Brano selezionato:
Carpi: uno scrigno di tesori monumentali nel cuore dell’Emilia

- di: Teodosio Orlando
 
Chiunque abbia frequentato il festival di filosofia che annualmente si svolge nel cuore dell’Emilia, tra Modena, Carpi e Sassuolo, avrà sicuramente scoperto una delle perle forse meno note dell’urbanistica italiana, ossia la piazza dei Martiri di Carpi. È il cuore di questa cittadina che si può a buon diritto definire una minimetropoli (conta infatti circa 70.000 abitanti) immersa nella campagna, al vertice di un triangolo industriale comprendente Modena e Reggio Emilia. I suoi operosi abitanti non guadagnano solo con i prodotti culinari – l'aceto balsamico matura nelle botti all’ultimo piano del municipio, come dimostrazione pubblica del metodo di produzione tradizionale – ma anche con maglieria, accessori d’abbigliamento e ceramiche artistiche.

Dati forniti:
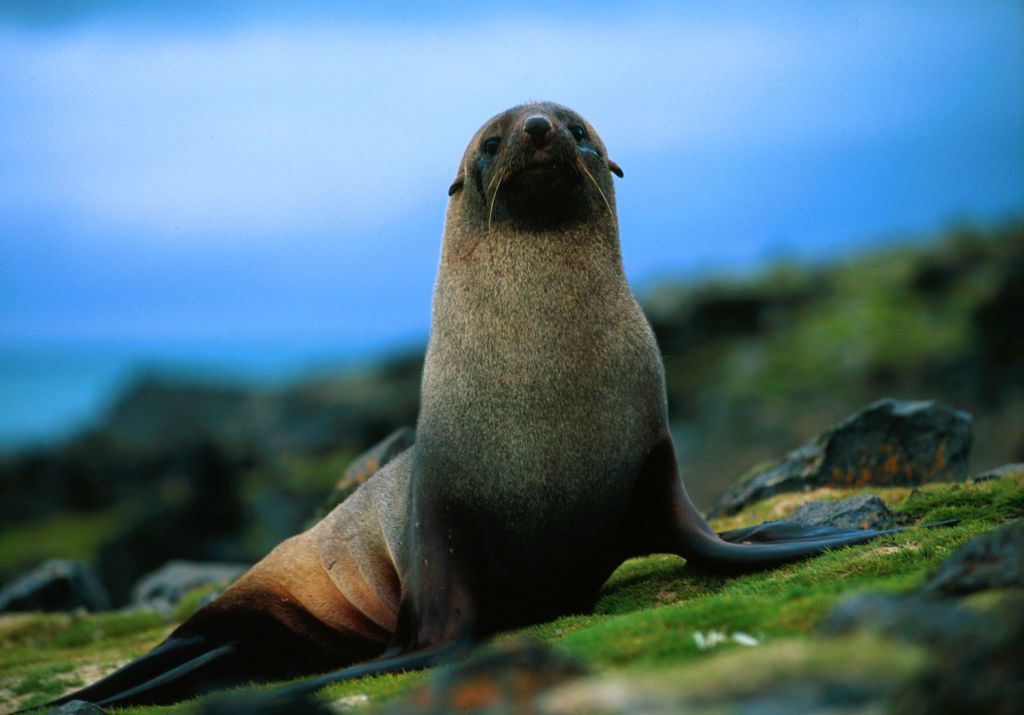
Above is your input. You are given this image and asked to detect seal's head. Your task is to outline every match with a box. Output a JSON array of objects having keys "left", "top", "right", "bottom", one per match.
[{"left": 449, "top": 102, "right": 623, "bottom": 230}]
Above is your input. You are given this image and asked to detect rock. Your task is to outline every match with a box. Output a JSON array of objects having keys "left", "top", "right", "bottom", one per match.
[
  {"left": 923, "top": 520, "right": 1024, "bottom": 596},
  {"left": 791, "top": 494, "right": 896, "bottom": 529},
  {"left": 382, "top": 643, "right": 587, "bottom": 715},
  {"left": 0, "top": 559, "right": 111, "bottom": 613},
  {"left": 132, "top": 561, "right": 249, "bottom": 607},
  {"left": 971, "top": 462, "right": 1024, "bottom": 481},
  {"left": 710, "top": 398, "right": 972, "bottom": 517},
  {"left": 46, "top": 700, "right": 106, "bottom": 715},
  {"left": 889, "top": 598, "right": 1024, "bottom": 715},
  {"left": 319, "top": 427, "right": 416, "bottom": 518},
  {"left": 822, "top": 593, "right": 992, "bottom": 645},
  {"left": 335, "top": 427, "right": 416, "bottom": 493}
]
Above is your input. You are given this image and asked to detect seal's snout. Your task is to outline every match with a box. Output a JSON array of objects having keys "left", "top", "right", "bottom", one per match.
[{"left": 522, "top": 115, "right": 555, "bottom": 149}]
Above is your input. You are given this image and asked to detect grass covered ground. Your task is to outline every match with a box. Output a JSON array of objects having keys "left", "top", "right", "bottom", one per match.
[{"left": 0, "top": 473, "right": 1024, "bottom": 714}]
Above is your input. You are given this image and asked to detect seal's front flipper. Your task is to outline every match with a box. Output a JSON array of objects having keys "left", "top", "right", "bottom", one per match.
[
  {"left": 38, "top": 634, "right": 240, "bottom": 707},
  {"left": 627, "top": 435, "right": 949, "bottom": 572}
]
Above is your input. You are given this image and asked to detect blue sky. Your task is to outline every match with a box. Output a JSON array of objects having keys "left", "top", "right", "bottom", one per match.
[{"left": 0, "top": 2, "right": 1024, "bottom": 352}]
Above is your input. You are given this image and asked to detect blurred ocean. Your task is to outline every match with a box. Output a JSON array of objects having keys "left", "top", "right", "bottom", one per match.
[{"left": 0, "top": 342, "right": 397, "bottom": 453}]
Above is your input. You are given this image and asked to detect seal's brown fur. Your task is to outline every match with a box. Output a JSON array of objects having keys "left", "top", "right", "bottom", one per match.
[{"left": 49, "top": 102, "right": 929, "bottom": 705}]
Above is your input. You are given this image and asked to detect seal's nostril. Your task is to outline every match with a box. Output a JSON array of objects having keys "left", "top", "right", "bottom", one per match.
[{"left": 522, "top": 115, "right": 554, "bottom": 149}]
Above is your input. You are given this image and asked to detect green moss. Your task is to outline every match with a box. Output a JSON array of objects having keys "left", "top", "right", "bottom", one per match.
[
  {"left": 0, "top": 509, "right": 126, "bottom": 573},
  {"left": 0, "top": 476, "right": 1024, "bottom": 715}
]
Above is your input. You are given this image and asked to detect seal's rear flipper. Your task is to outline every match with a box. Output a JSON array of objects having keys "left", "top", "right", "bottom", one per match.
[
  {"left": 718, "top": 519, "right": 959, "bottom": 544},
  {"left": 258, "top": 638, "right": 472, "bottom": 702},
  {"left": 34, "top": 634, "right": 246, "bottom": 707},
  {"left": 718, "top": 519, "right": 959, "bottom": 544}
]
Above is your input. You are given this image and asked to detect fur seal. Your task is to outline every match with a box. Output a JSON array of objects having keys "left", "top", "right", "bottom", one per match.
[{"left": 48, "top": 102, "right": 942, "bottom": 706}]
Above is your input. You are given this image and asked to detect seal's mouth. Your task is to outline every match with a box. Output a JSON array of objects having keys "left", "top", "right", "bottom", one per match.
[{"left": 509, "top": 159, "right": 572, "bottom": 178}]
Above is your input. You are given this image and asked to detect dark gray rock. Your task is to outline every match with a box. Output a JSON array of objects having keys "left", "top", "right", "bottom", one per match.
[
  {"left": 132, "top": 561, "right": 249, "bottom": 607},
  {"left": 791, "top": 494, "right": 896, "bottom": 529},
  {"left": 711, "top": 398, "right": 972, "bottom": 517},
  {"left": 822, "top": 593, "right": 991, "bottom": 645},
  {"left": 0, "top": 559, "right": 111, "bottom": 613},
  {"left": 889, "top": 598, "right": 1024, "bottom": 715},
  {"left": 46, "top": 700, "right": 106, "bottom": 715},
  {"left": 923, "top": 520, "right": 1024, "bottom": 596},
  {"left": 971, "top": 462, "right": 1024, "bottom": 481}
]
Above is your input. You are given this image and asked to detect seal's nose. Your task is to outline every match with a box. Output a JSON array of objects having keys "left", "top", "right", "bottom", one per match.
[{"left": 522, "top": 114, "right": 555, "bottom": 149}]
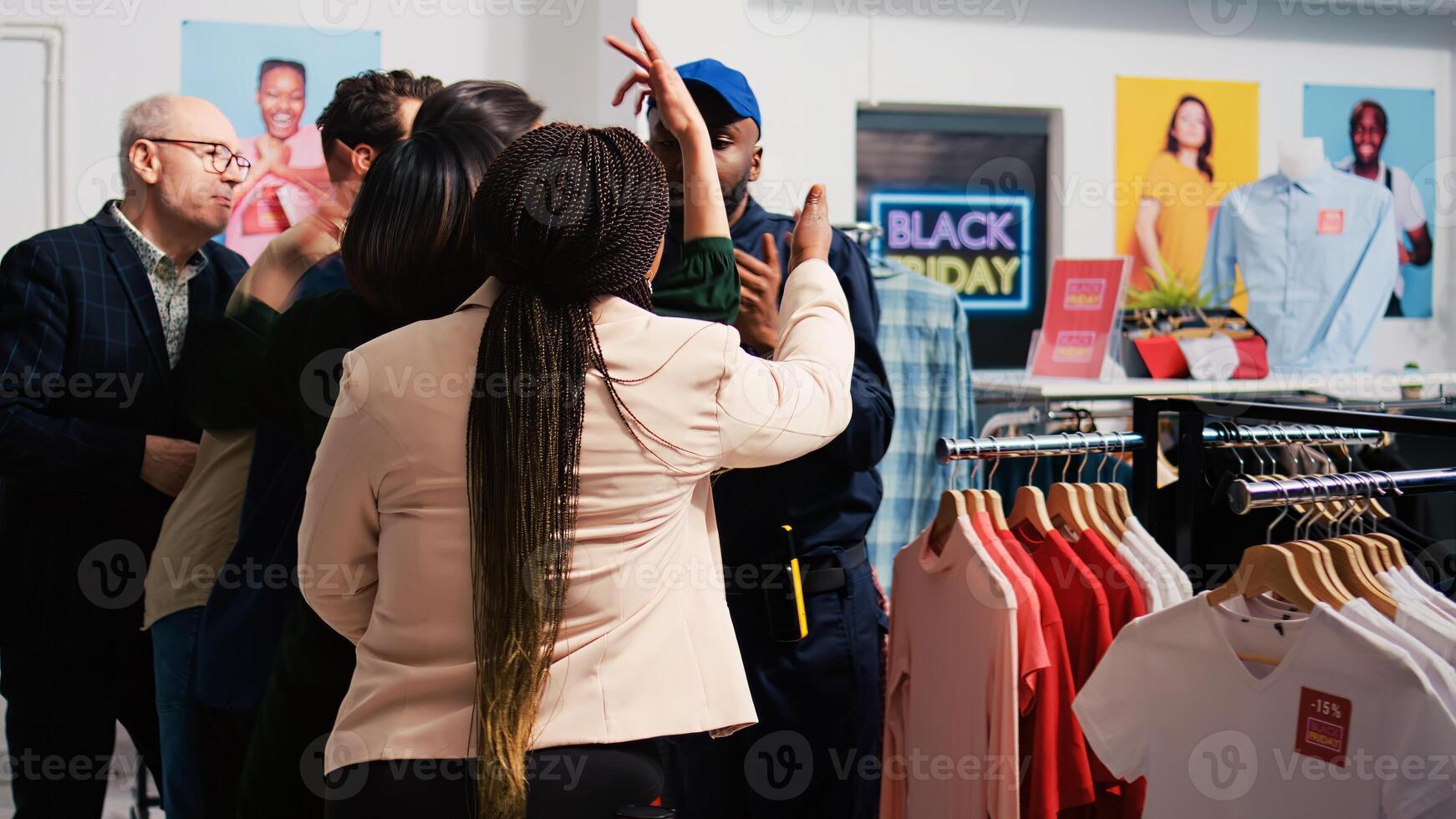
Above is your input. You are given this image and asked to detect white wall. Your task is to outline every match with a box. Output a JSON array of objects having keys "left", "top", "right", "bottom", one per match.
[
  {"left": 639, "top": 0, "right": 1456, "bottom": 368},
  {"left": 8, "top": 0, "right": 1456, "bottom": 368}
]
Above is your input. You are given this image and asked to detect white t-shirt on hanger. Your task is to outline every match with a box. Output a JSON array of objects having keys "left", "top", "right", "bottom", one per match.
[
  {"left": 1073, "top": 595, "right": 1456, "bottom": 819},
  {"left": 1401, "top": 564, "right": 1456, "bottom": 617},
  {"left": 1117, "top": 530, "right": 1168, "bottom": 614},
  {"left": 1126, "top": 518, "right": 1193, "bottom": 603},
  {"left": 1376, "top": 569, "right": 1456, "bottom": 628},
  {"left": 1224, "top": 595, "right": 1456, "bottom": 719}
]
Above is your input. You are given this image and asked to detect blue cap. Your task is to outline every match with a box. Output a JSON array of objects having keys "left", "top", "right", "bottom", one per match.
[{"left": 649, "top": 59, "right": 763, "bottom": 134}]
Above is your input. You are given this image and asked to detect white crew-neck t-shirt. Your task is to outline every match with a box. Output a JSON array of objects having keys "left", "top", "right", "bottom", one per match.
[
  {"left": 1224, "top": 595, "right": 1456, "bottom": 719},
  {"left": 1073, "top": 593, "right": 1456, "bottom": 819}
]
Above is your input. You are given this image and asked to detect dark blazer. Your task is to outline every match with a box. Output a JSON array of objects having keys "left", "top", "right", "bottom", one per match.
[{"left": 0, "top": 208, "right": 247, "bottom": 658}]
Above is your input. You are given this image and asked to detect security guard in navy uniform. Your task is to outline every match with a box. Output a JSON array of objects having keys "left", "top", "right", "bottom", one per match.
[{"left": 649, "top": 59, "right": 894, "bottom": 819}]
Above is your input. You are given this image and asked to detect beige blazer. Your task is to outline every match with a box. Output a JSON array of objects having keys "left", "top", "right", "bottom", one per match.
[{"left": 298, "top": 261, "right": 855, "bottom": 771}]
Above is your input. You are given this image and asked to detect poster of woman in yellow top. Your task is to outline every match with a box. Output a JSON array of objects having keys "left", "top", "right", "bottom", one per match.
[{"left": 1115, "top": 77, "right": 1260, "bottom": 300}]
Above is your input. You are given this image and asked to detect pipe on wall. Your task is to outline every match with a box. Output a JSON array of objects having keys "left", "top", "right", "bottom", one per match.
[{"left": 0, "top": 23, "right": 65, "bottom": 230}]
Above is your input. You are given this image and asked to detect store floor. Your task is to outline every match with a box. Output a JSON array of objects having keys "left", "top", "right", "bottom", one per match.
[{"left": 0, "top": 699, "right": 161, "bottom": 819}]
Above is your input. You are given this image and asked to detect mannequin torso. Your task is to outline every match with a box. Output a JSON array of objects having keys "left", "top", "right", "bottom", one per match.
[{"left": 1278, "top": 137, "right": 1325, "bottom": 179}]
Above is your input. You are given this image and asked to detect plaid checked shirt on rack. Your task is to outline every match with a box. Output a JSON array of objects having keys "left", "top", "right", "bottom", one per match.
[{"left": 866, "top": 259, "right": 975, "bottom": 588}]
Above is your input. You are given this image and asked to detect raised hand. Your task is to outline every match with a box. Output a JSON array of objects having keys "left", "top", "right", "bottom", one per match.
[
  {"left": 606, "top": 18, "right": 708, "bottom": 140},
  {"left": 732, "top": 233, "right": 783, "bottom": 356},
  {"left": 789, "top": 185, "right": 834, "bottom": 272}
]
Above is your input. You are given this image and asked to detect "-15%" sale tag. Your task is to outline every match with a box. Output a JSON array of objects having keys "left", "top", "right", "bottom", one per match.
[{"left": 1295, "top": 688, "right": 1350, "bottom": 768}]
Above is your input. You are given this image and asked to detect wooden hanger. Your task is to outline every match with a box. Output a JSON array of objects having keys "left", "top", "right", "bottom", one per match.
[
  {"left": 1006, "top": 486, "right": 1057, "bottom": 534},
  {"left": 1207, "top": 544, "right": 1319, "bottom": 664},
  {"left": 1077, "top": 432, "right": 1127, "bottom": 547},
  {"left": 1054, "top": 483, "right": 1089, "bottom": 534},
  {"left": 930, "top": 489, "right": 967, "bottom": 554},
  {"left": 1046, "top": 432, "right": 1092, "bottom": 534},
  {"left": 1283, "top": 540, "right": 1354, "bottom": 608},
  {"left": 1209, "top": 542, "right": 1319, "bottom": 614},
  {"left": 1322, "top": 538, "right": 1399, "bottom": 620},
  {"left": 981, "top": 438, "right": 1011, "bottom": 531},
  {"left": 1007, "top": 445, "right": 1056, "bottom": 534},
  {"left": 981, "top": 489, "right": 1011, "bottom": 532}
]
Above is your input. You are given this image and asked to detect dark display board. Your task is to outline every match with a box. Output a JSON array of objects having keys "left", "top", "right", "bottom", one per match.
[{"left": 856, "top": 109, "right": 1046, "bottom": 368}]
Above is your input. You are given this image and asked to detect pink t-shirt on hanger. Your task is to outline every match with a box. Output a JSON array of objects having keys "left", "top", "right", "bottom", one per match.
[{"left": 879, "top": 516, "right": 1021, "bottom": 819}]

Richiesta scritta: Puoi riportare parola per parola il brano su Carpi da "Chiunque abbia frequentato" a "e ceramiche artistiche."?

Soluzione completa:
Chiunque abbia frequentato il festival di filosofia che annualmente si svolge nel cuore dell’Emilia, tra Modena, Carpi e Sassuolo, avrà sicuramente scoperto una delle perle forse meno note dell’urbanistica italiana, ossia la piazza dei Martiri di Carpi. È il cuore di questa cittadina che si può a buon diritto definire una minimetropoli (conta infatti circa 70.000 abitanti) immersa nella campagna, al vertice di un triangolo industriale comprendente Modena e Reggio Emilia. I suoi operosi abitanti non guadagnano solo con i prodotti culinari – l'aceto balsamico matura nelle botti all’ultimo piano del municipio, come dimostrazione pubblica del metodo di produzione tradizionale – ma anche con maglieria, accessori d’abbigliamento e ceramiche artistiche.